Why Information Lifecycle Management (ILM) Failed But Needs an Updated Look


If you know me, you know I advocate something called Information Lifecycle Governance (ILG) as the proper model for managing information over its’ lifespan.  I was reminded recently (at IOD) during a conversation with Sheila Childs, who is a top Gartner analyst in this subject area, of a running dialogue we have on the differences between governance at the storage layer and using records management and retention models as an alternative approach.  This got me thinking about the origins of the ILG model and I decided to take a trip in the “way-back” machine for this posting.

 

Accordingly to Wikipedia as of this writing, Information Lifecycle Management refers to a wide-ranging set of strategies for administering storage systems on computing devices.  Searchstorage.com (an online storage magazine) offers the following explanation:  Information life cycle management (ILM) is a comprehensive approach to managing the flow of an information system’s data and associated metadata from creation and initial storage to the time when it becomes obsolete and is deleted. Unlike earlier approaches to data storage management, ILM involves all aspects of dealing with data, starting with user practices, rather than just automating storage procedures, as for example, hierarchical storage management (HSM) does. Also in contrast to older systems, ILM enables more complex criteria for storage management than data age and frequency if access. ILM products automate the processes involved, typically organizing data into separate tiers according to specified policies, and automating data migration from one tier to another based on those criteria. As a rule, newer data, and data that must be accessed more frequently, is stored on faster, but more expensive storage media, while less critical data is stored on cheaper, but slower media. However, the ILM approach recognizes that the importance of any data does not rely solely on its age or how often it’s accessed. Users can specify different policies for data that declines in value at different rates or that retains its value throughout its life span. A path management application, either as a component of ILM software or working in conjunction with it, makes it possible to retrieve any data stored by keeping track of where everything is in the storage cycle.

If you were able to get all the way through that (I had to read it 3 times) you probably concluded that (1) it was way too complicated (2) was very storage centric and likely too costly (3) was incomplete.  These are all reasons why this concept never took hold and is widely considered a failed concept.

● ● ● ● ● ● ●

**DIRECTIVES:**
**a.** Answer each question below from the post on Information Lifecycle Management, one answer per line.
(i) Which model does the author advocate for managing information over its lifespan?
(ii) According to the Searchstorage.com explanation, which data is stored on faster but more expensive media?
(iii) How many times did the author have to read that explanation?
**b.** Carry on the post on Information Lifecycle Management from the point where it stops.

**DATA SEGMENT:**
● ● ● ● ● ● ●

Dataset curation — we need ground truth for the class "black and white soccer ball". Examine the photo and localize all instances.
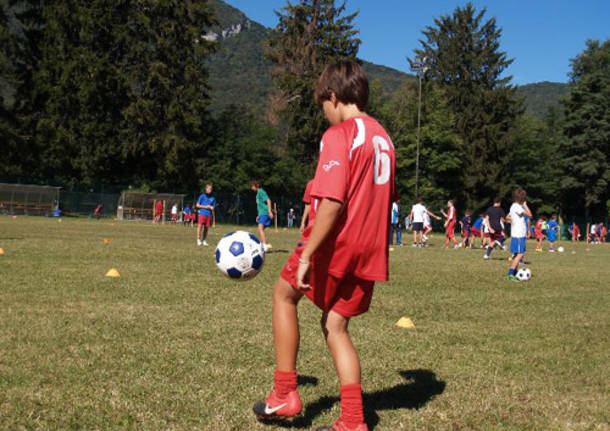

● ● ● ● ● ● ●

**ANSWERS IN ORDER:**
**a.**
(i) Information Lifecycle Governance (ILG)
(ii) Newer data, and data that must be accessed more frequently
(iii) Three times

**b.**
But hold on … let’s not throw the baby out with the bath water quite yet.  The underlying idea is sound but needs modification.  In my opinion, here is what was wrong with the notion of ILM when it came to prominence in 2002 or so:

It’s incomplete:  Frequency of access does not determine the usefulness of information.  Any set of policies need to include the value of the information to the business itself and the legal and regulatory obligations.  Only calculating how recently files were accessed and used is an incomplete approach.  Wouldn’t it make sense to understand all of the relevant facets of information value (and obligations) along with frequency of access? 

It’s inefficient and leads to error:  Managing policies at the device level is a bad idea.  As an example, many storage devices require setting the retention policy at the device itself.  This seems crazy to me as a general principle.  Laws and obligations change, policies changes, humans make errors … all of which leads to a very manual time-consuming and error prone policy administration process.  Wouldn’t a centrally managed policy layer make more sense?

It’s not well understood and can be too costly:  This model has led to the overbuying of storage.  Many organizations have purchased protected storage when it was not necessary.  These devices are referred to as NENR (Non Erasable, Non Rewritable) or WORM (Write Once, Read Many).  These devices come in multiple flavors:  WORM Optical, WORM Tape and Magnetic Disk WORM (Subystem) and can include multiple disks with tiered tape support.  Sample vendors include: EMC Centera, Hitachi HCAP, IBM DR550, NetApp Snaplock and IBM Information Archive.  This class of storage costs more then other forms of storage primarily because of the perception of safety.  Certain storage vendors (who will remain nameless) have latched onto this market confusion and even today try to “oversell” storage devices as a substitute for good governance.  This is often to uninformed or ill-advised buyers.  The fact is, only the SEC 17a-4 regulation requires WORM storage.  Using WORM for applications other then SEC 17a-4 usually means you are paying too much for storage and creating retention conflicts (more on this in a future posting).  The point is … only buy protected storage when appropriate to your requirements or obligations.

If we could just fix those issues, is the ILM concept worth re-visiting?  It’s really not that hard of a concept.  When information is born, over 90% is born digital.  Over 95% expires and needs to be disposed of.  Here is a simple concept to consider:

A simple model for governing information over its' lifespan

I will go deeper in this very concept (and model) in my next posting.  In the mean time, leave me your thoughts on the topic. 

I am also curious to know if you have been approached by an overly zealous vendor trying to sell you WORM based storage as a replacement for good governance or records management.  I will publish the results.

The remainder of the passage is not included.